Exercise objective> Repeat the listing in full, preserving every character.

Available data>
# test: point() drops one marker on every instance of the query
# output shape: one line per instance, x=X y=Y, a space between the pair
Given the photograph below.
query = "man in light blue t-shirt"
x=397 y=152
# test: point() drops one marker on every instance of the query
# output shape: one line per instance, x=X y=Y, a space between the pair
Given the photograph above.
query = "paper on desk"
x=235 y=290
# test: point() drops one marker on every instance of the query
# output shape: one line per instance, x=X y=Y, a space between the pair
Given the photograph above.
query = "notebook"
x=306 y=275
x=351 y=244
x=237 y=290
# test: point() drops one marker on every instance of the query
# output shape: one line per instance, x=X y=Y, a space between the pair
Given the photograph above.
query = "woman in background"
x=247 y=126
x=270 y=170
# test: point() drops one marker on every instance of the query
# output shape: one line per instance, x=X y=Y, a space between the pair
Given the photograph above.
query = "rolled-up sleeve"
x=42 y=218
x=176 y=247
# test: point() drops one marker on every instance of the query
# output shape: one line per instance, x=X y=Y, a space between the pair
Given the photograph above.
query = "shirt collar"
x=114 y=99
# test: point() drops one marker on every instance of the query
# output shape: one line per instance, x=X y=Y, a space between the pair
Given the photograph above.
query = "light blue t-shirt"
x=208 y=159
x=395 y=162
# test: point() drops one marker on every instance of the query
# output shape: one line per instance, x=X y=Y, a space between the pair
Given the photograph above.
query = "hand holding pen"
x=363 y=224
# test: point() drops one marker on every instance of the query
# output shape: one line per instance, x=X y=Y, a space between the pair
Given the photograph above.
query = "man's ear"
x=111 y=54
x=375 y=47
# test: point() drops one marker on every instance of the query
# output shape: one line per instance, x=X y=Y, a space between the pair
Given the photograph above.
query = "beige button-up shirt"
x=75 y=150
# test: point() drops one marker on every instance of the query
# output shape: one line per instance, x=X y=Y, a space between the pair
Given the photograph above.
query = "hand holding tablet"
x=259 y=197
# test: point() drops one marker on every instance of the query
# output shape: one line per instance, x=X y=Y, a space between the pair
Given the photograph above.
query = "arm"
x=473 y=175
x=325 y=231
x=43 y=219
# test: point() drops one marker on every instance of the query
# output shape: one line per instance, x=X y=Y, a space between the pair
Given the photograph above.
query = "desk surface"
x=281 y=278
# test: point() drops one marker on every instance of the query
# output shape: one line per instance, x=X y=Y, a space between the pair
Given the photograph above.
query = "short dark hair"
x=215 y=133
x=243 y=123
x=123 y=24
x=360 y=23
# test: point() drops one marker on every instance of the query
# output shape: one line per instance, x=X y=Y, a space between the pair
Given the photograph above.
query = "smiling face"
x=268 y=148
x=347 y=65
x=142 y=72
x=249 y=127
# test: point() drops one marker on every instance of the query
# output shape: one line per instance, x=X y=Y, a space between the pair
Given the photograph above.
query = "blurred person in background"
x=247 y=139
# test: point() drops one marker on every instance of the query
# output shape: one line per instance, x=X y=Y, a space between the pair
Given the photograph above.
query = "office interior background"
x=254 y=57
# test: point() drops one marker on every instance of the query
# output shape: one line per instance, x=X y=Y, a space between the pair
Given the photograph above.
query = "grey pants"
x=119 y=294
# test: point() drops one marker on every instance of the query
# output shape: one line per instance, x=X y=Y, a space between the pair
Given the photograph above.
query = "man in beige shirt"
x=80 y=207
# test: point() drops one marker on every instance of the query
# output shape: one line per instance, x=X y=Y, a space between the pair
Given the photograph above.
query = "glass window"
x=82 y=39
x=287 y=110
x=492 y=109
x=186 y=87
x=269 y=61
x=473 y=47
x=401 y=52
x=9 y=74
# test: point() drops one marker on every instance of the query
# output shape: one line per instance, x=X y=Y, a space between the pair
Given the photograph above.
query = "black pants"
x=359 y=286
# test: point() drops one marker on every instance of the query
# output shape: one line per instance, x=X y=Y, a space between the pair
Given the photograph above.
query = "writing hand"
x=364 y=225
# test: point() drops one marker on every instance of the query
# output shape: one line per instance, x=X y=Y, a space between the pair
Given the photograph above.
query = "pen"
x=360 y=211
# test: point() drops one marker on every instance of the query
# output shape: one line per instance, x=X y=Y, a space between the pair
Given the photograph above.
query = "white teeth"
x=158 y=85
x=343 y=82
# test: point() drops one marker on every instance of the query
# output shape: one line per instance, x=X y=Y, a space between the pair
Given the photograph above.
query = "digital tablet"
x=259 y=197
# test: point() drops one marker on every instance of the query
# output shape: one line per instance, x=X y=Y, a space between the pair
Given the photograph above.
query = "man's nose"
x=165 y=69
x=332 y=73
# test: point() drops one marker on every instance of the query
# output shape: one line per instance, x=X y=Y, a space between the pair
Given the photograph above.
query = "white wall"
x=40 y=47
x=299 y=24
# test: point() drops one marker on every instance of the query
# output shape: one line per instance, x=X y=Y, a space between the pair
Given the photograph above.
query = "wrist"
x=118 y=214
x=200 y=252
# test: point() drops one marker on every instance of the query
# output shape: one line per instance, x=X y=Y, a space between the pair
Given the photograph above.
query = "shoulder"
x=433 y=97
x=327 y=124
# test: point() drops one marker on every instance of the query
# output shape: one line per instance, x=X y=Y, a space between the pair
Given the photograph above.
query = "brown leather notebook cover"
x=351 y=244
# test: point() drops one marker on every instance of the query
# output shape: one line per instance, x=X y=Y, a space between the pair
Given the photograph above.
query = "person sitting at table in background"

The output>
# test: point() drops one marker on every instance of the query
# output shape: one line per instance, x=X y=Y, a space between the pair
Given the photograph below.
query = "man in light blue t-shirt"
x=397 y=152
# test: point() drops one marker on every instance of the query
# output shape: one line per instance, x=X y=Y, a space between the pair
Given the photograph above.
query = "paper on desk"
x=235 y=290
# test: point() drops one marker on every instance of the query
# output shape: one line per instance, x=X y=Y, a space between the pair
Given the photograph above.
query = "notebook"
x=306 y=275
x=351 y=244
x=237 y=290
# test: point() drops one marker on every instance of the query
# output shape: one line per instance, x=X y=Y, a space between the pair
Given the photograph above.
query = "woman in background"
x=247 y=126
x=270 y=170
# test: point() drops one marker on every instance of the query
# output shape: one line per instance, x=X y=Y, a space between the pair
Given the photograph above.
query = "rolled-up sleeve"
x=42 y=218
x=176 y=247
# test: point() drops one marker on every instance of the query
# output shape: one line per instance, x=X y=Y, a space between the pair
Given the photograph above.
query = "shirt collar"
x=114 y=99
# test: point() drops one marker on every instance of the query
# output shape: one line per instance, x=X y=Y, a space between the pair
Given the photograph above.
query = "light blue t-shirt"
x=208 y=159
x=395 y=162
# test: point() drops one marker on every instance of the query
# output shape: one line per instance, x=X y=Y, a space between the pair
Given the photograph above.
query = "hand holding pen"
x=363 y=224
# test: point() drops one marker on every instance of the query
# output shape: one line per instance, x=X y=Y, a space between the pair
Given the photograph above.
query = "man's ear"
x=111 y=54
x=375 y=47
# test: point() drops one marker on every instance of the query
# output shape: one line per instance, x=X y=Y, a space between the pair
Given the photograph above.
query = "beige button-up shirt"
x=75 y=150
# test: point() drops one marker on every instance of the query
# output shape: one line per instance, x=X y=Y, a space between the pair
Given the photograph above.
query = "hand holding tablet"
x=259 y=197
# test: point() drops one marker on every instance of the query
# output shape: one line per instance, x=X y=Y, a space between the pair
Given the photograph above.
query = "arm"
x=473 y=175
x=325 y=231
x=43 y=219
# test: point() drops one marker on every instance of the query
# output shape: one line per instance, x=X y=Y, a space between the pair
Given the photograph above.
query = "desk surface"
x=281 y=278
# test: point() drops one marker on every instance of the query
# output shape: one line per instance, x=X y=Y, a space between the pair
Given the photograph above.
query = "short dark hair"
x=215 y=133
x=243 y=123
x=123 y=24
x=360 y=23
# test: point() drops one marker on every instance of the query
# output shape: one line per instance, x=X y=Y, a space between the pair
Given the photograph above.
query = "smiling face"
x=268 y=148
x=347 y=65
x=142 y=72
x=249 y=127
# test: point() drops one marker on every instance of the query
# output shape: one line per instance, x=X y=Y, a space between the pair
Given the photograph above.
query = "blurred person in background"
x=247 y=139
# test: point() drops one marker on every instance of the query
# output shape: one line per instance, x=X y=Y, a space between the pair
Given the photograph above.
query = "office interior background"
x=254 y=57
# test: point() drops one marker on every instance of the query
# output shape: one line per instance, x=X y=Y, a space between the pair
Given the photograph above.
query = "grey pants"
x=119 y=294
# test: point() drops one marker on every instance of the query
# output shape: one line per instance, x=X y=Y, a space between the pair
Given the photograph above.
query = "man in beige shirt"
x=80 y=207
# test: point() drops one marker on every instance of the query
# output shape: one line per instance, x=X y=Y, a space between the pair
Given the photograph above.
query = "glass window"
x=82 y=39
x=287 y=110
x=492 y=109
x=186 y=87
x=269 y=61
x=473 y=47
x=401 y=52
x=9 y=74
# test: point() drops one marker on every instance of the query
# output shape: one line per instance, x=X y=Y, a space between the pair
Given the photograph above.
query = "black pants"
x=359 y=286
# test: point() drops one marker on every instance of the query
# output shape: one line per instance, x=X y=Y, a space between the pair
Given the photograph above.
query = "writing hand"
x=364 y=225
# test: point() drops one marker on every instance of the query
# output shape: one line per instance, x=X y=Y, a space between the pair
Given the photograph above.
query = "pen"
x=360 y=211
# test: point() drops one marker on every instance of the query
# output shape: one line per instance, x=X y=Y, a space between the pair
Given the photograph above.
query = "white teeth"
x=158 y=85
x=343 y=82
# test: point() drops one marker on every instance of the query
# output shape: one line per instance, x=X y=Y, a space between the pair
Given the photograph above.
query = "digital tablet"
x=259 y=197
# test: point() drops one marker on every instance of the query
# output shape: one line per instance, x=X y=Y, a space between the pair
Given the photograph above.
query = "man's nose"
x=165 y=69
x=332 y=73
# test: point() drops one marker on every instance of the query
# output shape: one line per instance, x=X y=Y, a space between the pair
Given the photograph above.
query = "white wall"
x=40 y=47
x=299 y=24
# test: point() drops one marker on every instance of the query
# output shape: one line per instance, x=X y=Y, a space between the pair
Given the photograph above.
query = "wrist"
x=118 y=214
x=200 y=252
# test: point() drops one marker on every instance of the query
# output shape: one line per instance, x=X y=Y, a space between the pair
Given the photograph above.
query = "shoulder"
x=433 y=97
x=327 y=124
# test: point() drops one marker on every instance of the query
# output shape: one line per instance, x=X y=Y, a space between the pair
Given the photograph above.
query = "brown leather notebook cover"
x=351 y=244
# test: point() drops one marker on every instance of the query
# output shape: one line per instance, x=X y=Y, a space between the pair
Given the photograph above.
query = "person sitting at table in background"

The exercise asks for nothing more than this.